TRECHO DO DOCUMENTO:
━━━━━━━━━━━━━━━━━━━━
O Padre Manuel Joaquim da Silva Guimarães, no qual a veia poética se salientou, nasceu em Ouro Preto em 1821. Foi vigário das paróquias de Araxá, Uberaba e Santo Ângelo, esta última no Rio Grande do Sul. Foi capelão militar e prestou serviços na guerra do Paraguai. Desejando premia-lo por esses feitos, D. Pedro II nomeou-o cônego da Capela Imperial da Corte. Mas acabou não ocupando esse cargo, porque surgiu um trampolineiro que ficou com o régio galardão. Um outro padre com o mesmo nome (Pedro Guimarães) se apresentou à Corte como sendo o capelão de Curupaiti e Lomas Valentinas. E o irmão de BG não quis desmascarar o impostor. Apenas aumentou o seu nome, e passou a assinar padre Manuel Joaquim da Silva Guimarães Araxá, para evitar outro qualquer embaraço.

O padre irmão de BF foi deputado à Assembléia Provincial no biênio 1854-1855. Morreu no Rio em 1870, “tendo-lhe feito os funerais o Barão de Paranapiacaba, que foi quem lhe salvou os versos manuscritos”, informa Basílio de Magalhães.

Confirmando essa informação, assim escreveu o próprio Bernardo Guimarães na apresentação das duas poesias do seu irmão sacerdote –Saudade de minha Aldeia e o inválido de Caseros– que ele acrescentou no final das Folhas de Outono:

“O motivo que me leva a dar publicidade em seguida ao pequeno volume de poesias, que agora publico, algumas produções de meu pai e de meu irmão, ambos já há bem tempo falecidos, não é tanto o desejo de oferecer ao público essas poucas amostras do talento daqueles dois cultores das musas, como mais ainda para tributar uma homenagem de saudade e respeito às cinzas de dois entes, que me foram tão caros, e que podendo deixar de si, não só no percurso da vida, como na memória dos pósteros, vestígios luminosos de sua carreira literária, finaram-se deixando seus nomes envoltos no olvido e na obscuridade.

“Infelizmente são bem poucas essas produções, que consegui salvar, e essas mesas ter-se-iam de todo perdido, se não fosse o delicado e obsequioso cuidado de um distinto e particular amigo meu, o sr. Conselheiro João Cardoso de Meneses e Sousa.
━━━━━━━━━━━━━━━━━━━━
INFORMAÇÕES FORNECIDAS:

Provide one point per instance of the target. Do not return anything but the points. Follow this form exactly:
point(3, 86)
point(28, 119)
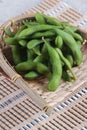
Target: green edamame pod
point(71, 43)
point(8, 32)
point(31, 75)
point(39, 58)
point(23, 43)
point(73, 28)
point(41, 68)
point(30, 54)
point(75, 35)
point(70, 59)
point(66, 76)
point(29, 24)
point(52, 20)
point(67, 63)
point(56, 67)
point(29, 31)
point(43, 34)
point(31, 44)
point(25, 66)
point(20, 30)
point(39, 18)
point(10, 41)
point(37, 50)
point(79, 44)
point(59, 42)
point(16, 54)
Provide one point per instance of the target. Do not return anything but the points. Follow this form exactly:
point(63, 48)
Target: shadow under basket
point(39, 85)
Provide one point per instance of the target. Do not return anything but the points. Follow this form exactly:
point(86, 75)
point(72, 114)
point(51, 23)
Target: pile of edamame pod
point(48, 47)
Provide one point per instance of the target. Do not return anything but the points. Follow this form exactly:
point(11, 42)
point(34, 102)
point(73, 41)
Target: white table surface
point(11, 8)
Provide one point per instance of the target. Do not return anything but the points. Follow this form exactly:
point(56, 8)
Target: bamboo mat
point(19, 112)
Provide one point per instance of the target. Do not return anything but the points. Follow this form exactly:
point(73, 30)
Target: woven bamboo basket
point(36, 89)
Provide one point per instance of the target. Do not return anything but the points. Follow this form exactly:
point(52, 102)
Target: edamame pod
point(29, 31)
point(75, 35)
point(67, 63)
point(70, 59)
point(71, 43)
point(25, 66)
point(39, 18)
point(52, 20)
point(59, 42)
point(49, 34)
point(16, 54)
point(41, 68)
point(31, 44)
point(31, 75)
point(29, 24)
point(56, 67)
point(23, 43)
point(8, 32)
point(66, 76)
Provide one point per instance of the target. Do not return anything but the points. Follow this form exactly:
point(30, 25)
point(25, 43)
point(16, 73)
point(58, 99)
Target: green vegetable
point(71, 43)
point(39, 18)
point(31, 75)
point(25, 66)
point(59, 42)
point(56, 67)
point(16, 54)
point(67, 63)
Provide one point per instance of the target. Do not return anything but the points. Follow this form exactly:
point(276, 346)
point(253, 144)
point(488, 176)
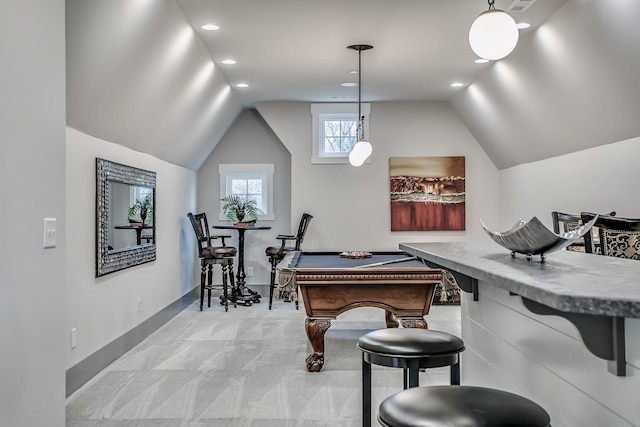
━━━━━━━━━━━━━━━━━━━━
TAREFAS A REALIZAR:
(a) Por favor, reescreva a parte do trecho sobre o padre Manuel Joaquim que começa com as palavras "O Padre Manuel" e termina com "outro qualquer embaraço.", trocando "Ouro Preto" por "Sabará".
(b) Liste todas as paróquias das quais, segundo o trecho sobre o padre Manuel Joaquim, ele foi vigário.
(c) Responda com base no trecho sobre o padre Manuel Joaquim:
(i) Em que ano ele nasceu?
(ii) Em que biênio foi deputado à Assembleia Provincial?
(iii) Que amigo Bernardo Guimarães aponta como aquele por cujo cuidado as produções não se perderam de todo?

RESPOSTAS POR TAREFA:
(a)
O Padre Manuel Joaquim da Silva Guimarães, no qual a veia poética se salientou, nasceu em Sabará em 1821. Foi vigário das paróquias de Araxá, Uberaba e Santo Ângelo, esta última no Rio Grande do Sul. Foi capelão militar e prestou serviços na guerra do Paraguai. Desejando premia-lo por esses feitos, D. Pedro II nomeou-o cônego da Capela Imperial da Corte. Mas acabou não ocupando esse cargo, porque surgiu um trampolineiro que ficou com o régio galardão. Um outro padre com o mesmo nome (Pedro Guimarães) se apresentou à Corte como sendo o capelão de Curupaiti e Lomas Valentinas. E o irmão de BG não quis desmascarar o impostor. Apenas aumentou o seu nome, e passou a assinar padre Manuel Joaquim da Silva Guimarães Araxá, para evitar outro qualquer embaraço.

(b)
Araxá
Uberaba
Santo Ângelo

(c)
(i) Em 1821.
(ii) No biênio 1854-1855.
(iii) O sr. Conselheiro João Cardoso de Meneses e Sousa.